[start EXTRACT PROVIDED]

One of my favorite vintage books, The New Field Book of Nature Activities and Hobbies by William Hillcourt, first published in 1950 by G. P. Putnam’s Sons, devotes a chapter to birdwatching. I own the 1970 edition. Hillcourt recommends what to wear – clothes of drab hues in the blue/green/gray range but no white as it scares the birds, and what to bring – a good field guide and field glasses. On the latter, he suggests, “If you have a pair of opera glasses in the house, make use of them in the beginning.” (p. 55) He also urges setting out at daybreak. He writes, “Your best bird-watching time is from early dusk until the sun is four fingers above the horizon.” (P. 59)
While I would rather save the opera glasses for the actual Met Opera, the “four fingers” rule most often works well. Birds are active and vocalizing at that time. I would also recommend carrying sunglasses and a brimmed hat.

[end EXTRACT PROVIDED]
[start STORED RECORDS]

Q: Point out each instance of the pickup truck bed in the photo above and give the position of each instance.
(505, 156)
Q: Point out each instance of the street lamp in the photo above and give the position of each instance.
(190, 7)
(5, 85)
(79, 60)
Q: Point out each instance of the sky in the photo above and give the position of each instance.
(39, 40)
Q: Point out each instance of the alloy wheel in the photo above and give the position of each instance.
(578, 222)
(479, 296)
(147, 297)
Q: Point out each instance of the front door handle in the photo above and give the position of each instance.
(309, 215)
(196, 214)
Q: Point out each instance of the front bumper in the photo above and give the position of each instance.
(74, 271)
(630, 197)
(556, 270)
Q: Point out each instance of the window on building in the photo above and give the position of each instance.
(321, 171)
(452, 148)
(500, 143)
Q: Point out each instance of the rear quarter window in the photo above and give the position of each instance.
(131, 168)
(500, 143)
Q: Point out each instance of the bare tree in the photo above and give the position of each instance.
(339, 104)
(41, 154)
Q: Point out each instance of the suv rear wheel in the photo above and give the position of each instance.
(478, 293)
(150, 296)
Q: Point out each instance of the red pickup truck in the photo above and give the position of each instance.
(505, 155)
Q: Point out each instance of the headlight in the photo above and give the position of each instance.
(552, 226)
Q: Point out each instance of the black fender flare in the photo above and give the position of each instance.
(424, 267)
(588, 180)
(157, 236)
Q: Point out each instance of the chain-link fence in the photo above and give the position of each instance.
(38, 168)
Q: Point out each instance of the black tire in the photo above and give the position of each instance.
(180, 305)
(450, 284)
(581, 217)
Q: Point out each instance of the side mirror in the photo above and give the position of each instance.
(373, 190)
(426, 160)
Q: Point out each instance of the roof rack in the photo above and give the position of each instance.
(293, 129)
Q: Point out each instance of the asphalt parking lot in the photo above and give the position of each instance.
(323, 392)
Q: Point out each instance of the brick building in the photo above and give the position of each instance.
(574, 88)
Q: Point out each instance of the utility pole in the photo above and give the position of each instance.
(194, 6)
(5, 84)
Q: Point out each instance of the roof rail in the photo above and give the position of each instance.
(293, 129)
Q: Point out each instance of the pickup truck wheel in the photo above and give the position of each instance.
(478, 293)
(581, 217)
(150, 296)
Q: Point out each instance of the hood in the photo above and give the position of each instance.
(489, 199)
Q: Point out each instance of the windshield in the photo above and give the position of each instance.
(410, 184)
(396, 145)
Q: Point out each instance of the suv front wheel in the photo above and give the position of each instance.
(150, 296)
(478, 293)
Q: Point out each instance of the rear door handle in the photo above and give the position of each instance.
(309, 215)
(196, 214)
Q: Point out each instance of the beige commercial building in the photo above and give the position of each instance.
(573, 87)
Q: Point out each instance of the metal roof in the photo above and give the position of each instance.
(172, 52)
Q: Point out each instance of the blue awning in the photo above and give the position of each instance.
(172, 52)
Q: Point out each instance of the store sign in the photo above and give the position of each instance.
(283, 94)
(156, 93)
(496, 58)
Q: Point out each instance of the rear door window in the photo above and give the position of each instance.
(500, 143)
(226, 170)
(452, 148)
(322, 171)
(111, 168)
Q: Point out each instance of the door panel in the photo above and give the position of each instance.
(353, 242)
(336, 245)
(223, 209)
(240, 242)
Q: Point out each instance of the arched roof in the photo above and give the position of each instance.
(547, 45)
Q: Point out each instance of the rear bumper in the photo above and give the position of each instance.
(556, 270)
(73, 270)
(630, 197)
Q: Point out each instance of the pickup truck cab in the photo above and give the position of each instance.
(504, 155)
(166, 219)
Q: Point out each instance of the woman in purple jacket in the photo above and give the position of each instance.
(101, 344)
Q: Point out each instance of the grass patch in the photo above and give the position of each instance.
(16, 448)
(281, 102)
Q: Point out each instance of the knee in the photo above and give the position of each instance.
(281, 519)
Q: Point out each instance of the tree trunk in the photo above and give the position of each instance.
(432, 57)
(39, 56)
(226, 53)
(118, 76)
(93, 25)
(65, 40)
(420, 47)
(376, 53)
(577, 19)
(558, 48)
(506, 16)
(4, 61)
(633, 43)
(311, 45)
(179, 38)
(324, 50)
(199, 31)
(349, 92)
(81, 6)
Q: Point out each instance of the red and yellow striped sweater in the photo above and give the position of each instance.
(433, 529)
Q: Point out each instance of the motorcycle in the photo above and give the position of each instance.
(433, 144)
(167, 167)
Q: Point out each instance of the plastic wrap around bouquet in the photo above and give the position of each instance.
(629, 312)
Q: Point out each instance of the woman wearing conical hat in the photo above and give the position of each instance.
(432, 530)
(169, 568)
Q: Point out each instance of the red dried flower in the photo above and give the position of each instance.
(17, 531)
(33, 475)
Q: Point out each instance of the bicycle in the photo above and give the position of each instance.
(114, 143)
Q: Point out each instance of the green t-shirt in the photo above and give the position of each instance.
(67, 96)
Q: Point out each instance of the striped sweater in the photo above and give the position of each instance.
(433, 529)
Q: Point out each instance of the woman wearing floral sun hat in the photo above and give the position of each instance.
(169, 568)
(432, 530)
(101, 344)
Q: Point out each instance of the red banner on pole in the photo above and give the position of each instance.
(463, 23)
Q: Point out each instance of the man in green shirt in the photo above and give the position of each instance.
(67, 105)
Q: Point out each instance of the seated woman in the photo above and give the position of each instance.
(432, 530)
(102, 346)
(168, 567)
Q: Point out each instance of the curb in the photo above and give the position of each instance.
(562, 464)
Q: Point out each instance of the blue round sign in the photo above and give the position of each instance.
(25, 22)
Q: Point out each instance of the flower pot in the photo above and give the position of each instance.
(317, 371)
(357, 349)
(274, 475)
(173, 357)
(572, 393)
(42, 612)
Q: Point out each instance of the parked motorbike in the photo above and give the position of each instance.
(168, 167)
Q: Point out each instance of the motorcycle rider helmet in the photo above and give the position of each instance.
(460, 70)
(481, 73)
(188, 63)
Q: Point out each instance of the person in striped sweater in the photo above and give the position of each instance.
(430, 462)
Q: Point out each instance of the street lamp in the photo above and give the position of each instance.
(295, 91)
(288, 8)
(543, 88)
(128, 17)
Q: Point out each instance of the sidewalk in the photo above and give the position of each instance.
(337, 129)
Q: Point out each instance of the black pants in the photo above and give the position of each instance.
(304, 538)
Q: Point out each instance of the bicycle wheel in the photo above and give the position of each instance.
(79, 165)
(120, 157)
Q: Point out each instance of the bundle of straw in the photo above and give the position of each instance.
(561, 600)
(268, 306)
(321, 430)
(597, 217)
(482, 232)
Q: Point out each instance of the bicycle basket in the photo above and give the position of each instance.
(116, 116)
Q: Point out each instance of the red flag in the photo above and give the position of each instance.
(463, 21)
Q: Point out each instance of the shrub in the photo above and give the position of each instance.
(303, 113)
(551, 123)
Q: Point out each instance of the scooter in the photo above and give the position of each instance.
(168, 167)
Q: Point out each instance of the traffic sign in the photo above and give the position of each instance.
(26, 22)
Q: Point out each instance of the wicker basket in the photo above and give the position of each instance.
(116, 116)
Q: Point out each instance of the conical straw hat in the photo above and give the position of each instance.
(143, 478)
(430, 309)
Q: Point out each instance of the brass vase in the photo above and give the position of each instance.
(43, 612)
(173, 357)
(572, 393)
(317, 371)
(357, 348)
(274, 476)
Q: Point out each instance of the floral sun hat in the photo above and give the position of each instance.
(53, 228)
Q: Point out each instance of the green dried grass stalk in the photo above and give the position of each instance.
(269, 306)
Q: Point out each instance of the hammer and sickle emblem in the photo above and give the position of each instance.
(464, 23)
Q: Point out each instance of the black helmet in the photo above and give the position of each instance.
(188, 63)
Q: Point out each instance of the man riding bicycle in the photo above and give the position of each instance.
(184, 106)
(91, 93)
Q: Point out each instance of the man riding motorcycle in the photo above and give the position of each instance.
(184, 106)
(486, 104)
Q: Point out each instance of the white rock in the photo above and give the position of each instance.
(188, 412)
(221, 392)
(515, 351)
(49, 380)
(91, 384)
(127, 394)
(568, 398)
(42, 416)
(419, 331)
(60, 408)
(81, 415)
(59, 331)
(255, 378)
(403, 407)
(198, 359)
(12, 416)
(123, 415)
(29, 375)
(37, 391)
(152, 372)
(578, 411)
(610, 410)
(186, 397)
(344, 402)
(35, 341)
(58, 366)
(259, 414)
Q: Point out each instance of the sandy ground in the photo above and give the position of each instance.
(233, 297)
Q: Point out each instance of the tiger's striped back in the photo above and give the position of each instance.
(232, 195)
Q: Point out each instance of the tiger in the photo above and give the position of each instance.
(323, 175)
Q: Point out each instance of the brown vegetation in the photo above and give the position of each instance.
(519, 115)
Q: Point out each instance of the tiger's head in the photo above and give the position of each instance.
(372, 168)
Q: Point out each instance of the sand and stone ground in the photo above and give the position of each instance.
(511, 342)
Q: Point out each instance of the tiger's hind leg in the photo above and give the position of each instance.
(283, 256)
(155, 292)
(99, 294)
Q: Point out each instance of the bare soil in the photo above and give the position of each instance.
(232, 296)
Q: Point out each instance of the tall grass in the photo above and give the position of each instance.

[end STORED RECORDS]

- **WHAT YOU NEED TO DO**
[a] Copy everything in the birdwatching passage from "While I would" down to "a brimmed hat.".
[b] Do these statements agree with the birdwatching passage? (i) Hillcourt's book first came out in 1950 from G. P. Putnam’s Sons. (ii) Hillcourt advises wearing white so birds can spot you from afar. (iii) The writer owns the 1950 edition of the book. Answer yes or no for each, quoting the words of the passage that decide it.
[c] Continue the birdwatching passage from the point where it stops.
The items play no part in what follows here.

- **WRITTEN ANSWERS**
[a]
While I would rather save the opera glasses for the actual Met Opera, the “four fingers” rule most often works well. Birds are active and vocalizing at that time. I would also recommend carrying sunglasses and a brimmed hat.

[b]
(i) Yes: "first published in 1950 by G. P. Putnam’s Sons"
(ii) No: "no white as it scares the birds"
(iii) No: "I own the 1970 edition."

[c]
As an early bird by nature, I have no problem with a bird walk at sunrise. Even before daybreak, the period of astronomical twilight already awakens a host of House Sparrows living outside my window as well as a nearby Northern Cardinal and an operatic American Robin.
On the morning of May 7, I drank coffee and checked the Cornell Lab’s BirdCast migration tools (birdcast.info) for the latest pre-dawn happenings in the sky. For New York County, the data indicated upward of 227,000 birds were detected flying through the county in the overnight hours, exceeding by far any previous day totals for this year’s spring migration. It’s warbler time, a series of spring days that bring new arrivals every night and day. It’s exciting. Still, I’ve had enough experience with past migration seasons to not get my hopes up for clearly seeing, much less photographing, tiny colorful birds at the top of the trees.
When setting out on a bird walk, it’s best to embark on an exploration with an open mind. Yes, Cornell’s data showed what birds might typically arrive overnight, but the practice of listening and scanning the trees for whatever bird may alight opens up the ears and eyes for a much broader experience.
I arrived at the Salt Marsh just a few minutes after sunrise (maybe two fingers above the horizon) and was immediately drawn to a bird that I couldn’t identify. The second bird I saw, a Red-winged Blackbird in full voice, should have provided a clue. The bird in question turned out to be a female Red-winged Blackbird, a creature quite unlike its mate in appearance.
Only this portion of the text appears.